▶ [SOURCE TEXT]

* BEGIN *

# question about using grid tie panels for 12 volt



## budgetprepp-n (Apr 7, 2013)

Hi,
I got a great deal on 2 panels they are 235 watt each with 29.44 volts . So I think they are for grid tie in.
If I use these with a mppt controller for my 12 volt battery pact what could I expect to get out of these
as far as watts and amps?


----------



## Montana Rancher (Mar 4, 2013)

The thing to understand is Watts x Amps = Volts

OR Watts/Volts = Amps

In other words your 235w panel at 29 volts will give you about around 8 amps of power

Keep in mind that the "volts" is at maximum sunlight, so on an overcast day it will be 40-50% of the rating

Therefore think of this panel as 4 amps per hour (when the sun is shining)

in the summer is shines almost 12 hours a day, in the winter where I live it is 6 hours a day.

So let us figure 6 hours a day x 4 amps is 24 amps which will run a typical chest freezer about 12 hours.

So 2x of these panels will run a chest freezer all day.

I'm talking rough figures as the temperature and total sunlight makes a big difference.

Currently I am running 2x chest freezers (total 48cf) my 220 volt 1hp well pump and my very current refrigerator (freezer drawer on the bottom) on a 3750 watt system on a 48V battery MPPT at 45 Degrees Latitude with no problem.

That is 15 of your solar panels but mine are 250 watts each.

IT IS NOT cheap, but unless we bet a EMP I will be golden for frozen meat and refrigeration.


----------



## HuntingHawk (Dec 16, 2012)

There is no difference in panels between grid tie & off grid. Its the controller that is the determining factor. The panels you purchased are for a 24V system versus a 12V system.


----------



## Prepadoodle (May 28, 2013)

Montana Rancher said:


> The thing to understand is Watts x Amps = Volts


Actually, watts/amps = volts.

watts = amps x volts; amps = watts/volts; volts = watts/amps

The only other thing I would add is that the panel orientation is also important. You want the sun to be hitting the panels at 90 degrees for max power. If you are planning a fixed installation, it's usually best to orient the panels so they take maximum advantage of the winter sun angle. This will help you gain more power when the days are shorter.


----------

* END *

▶ [EXERCISE REQUIREMENTS]
a) Copy the solar panel thread from "Keep in mind" to "about 12 hours.", inclusive, and replace "overcast" with "cloudy".
b) In the solar panel thread, how many watts is each of Montana Rancher's own panels?
The entries that follow have nothing to do with the forum thread.

▶ [Records of labeled points]

* BEGIN *

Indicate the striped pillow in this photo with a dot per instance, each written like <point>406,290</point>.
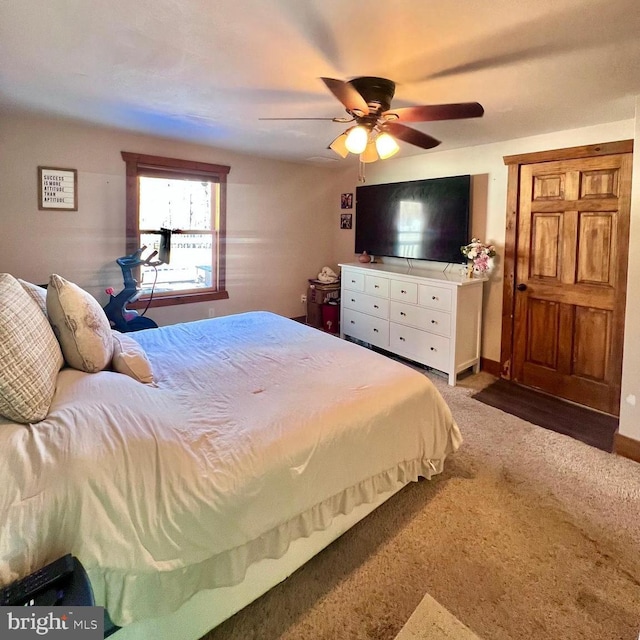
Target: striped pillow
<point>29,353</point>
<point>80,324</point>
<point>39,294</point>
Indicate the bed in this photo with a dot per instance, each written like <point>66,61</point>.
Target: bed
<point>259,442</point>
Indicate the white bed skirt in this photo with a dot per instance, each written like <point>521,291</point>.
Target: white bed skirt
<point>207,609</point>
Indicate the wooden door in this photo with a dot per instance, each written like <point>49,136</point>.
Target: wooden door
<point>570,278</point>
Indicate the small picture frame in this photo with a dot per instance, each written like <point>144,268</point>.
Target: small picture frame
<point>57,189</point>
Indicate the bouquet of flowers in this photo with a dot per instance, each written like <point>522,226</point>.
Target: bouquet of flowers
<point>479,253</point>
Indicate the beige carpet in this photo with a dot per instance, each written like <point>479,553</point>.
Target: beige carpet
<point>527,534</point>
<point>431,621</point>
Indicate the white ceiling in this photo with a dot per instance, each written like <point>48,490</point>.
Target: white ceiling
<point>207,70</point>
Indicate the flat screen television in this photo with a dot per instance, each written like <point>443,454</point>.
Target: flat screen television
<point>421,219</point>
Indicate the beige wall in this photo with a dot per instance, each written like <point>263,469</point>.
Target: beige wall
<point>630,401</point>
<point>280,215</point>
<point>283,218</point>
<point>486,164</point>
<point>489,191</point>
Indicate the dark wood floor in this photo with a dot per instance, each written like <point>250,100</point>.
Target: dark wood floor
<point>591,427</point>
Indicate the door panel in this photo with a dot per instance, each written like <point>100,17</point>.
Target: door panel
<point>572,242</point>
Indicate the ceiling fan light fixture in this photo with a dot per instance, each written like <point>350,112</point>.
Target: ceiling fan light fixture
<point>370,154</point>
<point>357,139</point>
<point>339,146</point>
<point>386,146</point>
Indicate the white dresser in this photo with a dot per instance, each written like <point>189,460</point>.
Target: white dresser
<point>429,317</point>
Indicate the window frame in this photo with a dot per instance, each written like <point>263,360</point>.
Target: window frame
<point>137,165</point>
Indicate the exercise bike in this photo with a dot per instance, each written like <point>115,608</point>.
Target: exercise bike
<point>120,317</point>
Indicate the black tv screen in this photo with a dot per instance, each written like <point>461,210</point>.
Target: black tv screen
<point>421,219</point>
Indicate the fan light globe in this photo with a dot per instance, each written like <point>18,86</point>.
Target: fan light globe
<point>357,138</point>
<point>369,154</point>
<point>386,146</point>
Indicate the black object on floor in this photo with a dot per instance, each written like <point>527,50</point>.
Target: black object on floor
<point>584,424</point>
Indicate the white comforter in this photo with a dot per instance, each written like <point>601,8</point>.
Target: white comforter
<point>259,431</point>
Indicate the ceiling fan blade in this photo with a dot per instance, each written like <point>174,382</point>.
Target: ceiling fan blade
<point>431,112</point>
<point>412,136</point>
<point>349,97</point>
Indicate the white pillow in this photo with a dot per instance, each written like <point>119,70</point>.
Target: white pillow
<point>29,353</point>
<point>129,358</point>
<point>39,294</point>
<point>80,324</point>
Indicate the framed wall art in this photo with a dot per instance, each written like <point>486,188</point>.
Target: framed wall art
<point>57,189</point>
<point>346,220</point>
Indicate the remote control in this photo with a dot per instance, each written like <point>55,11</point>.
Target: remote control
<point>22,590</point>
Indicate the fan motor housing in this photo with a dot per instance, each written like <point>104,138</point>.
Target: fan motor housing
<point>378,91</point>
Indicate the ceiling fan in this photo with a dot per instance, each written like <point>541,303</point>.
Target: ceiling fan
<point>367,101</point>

* END *

▶ [ANSWERS]
a)
Keep in mind that the "volts" is at maximum sunlight, so on an cloudy day it will be 40-50% of the rating

Therefore think of this panel as 4 amps per hour (when the sun is shining)

in the summer is shines almost 12 hours a day, in the winter where I live it is 6 hours a day.

So let us figure 6 hours a day x 4 amps is 24 amps which will run a typical chest freezer about 12 hours.

b) 250 watts each.